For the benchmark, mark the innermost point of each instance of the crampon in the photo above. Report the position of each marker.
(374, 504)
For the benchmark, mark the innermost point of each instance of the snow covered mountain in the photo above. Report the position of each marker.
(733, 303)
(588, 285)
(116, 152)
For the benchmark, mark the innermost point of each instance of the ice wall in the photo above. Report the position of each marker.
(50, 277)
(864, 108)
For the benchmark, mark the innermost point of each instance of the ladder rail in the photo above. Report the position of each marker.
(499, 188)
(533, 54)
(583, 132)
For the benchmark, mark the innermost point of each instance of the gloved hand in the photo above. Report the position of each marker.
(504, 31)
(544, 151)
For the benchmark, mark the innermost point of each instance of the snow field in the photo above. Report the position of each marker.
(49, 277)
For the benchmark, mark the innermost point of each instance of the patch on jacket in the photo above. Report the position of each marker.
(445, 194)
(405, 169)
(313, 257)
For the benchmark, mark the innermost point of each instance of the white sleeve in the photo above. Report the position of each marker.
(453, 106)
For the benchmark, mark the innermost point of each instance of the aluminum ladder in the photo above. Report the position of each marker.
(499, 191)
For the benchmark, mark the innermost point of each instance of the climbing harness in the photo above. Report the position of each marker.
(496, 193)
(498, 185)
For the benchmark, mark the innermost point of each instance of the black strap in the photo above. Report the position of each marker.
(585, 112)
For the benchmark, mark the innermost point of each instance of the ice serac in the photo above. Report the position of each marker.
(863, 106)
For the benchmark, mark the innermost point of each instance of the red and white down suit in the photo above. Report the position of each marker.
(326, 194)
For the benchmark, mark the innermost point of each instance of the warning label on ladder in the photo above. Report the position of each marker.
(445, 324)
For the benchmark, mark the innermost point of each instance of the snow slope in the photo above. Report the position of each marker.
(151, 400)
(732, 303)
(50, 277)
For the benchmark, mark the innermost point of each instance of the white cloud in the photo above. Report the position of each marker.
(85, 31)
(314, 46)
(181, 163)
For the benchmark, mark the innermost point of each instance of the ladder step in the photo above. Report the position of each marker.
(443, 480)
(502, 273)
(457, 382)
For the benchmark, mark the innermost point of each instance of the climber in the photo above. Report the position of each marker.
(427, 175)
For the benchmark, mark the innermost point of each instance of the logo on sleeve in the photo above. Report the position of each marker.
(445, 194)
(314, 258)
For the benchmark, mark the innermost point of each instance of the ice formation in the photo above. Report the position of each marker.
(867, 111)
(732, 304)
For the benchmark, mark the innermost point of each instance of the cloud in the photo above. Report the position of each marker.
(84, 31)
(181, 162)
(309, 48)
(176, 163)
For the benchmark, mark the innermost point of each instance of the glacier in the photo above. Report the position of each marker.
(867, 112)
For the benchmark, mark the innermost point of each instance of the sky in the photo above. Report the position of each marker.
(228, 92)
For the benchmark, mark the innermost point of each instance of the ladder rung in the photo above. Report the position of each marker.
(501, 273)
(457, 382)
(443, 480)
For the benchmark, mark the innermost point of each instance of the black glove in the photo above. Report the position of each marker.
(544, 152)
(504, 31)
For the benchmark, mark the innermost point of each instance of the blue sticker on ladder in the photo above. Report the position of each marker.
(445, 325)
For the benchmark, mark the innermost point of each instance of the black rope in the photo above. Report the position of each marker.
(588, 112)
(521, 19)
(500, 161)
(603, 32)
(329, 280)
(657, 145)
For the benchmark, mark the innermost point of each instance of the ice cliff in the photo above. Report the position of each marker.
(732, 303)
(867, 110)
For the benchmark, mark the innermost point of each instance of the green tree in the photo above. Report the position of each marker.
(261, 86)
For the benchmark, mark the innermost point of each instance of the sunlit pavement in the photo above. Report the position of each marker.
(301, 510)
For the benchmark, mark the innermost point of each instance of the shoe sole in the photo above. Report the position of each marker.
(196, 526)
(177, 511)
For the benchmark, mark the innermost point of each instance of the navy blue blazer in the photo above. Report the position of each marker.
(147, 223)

——————

- **Goal of the exercise**
Can you give the listing above, starting with the line containing "of the shoe" and going on through the end of the listing, as a two-column CSV with the headers text and answer? Use one row per text-and-answer pair, with each value in a single quoted field and line breaks turned into spaces.

- **Answer for this exercise**
text,answer
"For the benchmark, mark the innermost point of each instance of the shoe sole in the photo above. Report the position of each marker.","(196, 526) (177, 511)"
"For the benchmark, mark the innermost point of each instance of the navy blue blazer in the photo above. Report the position of each marker.","(147, 223)"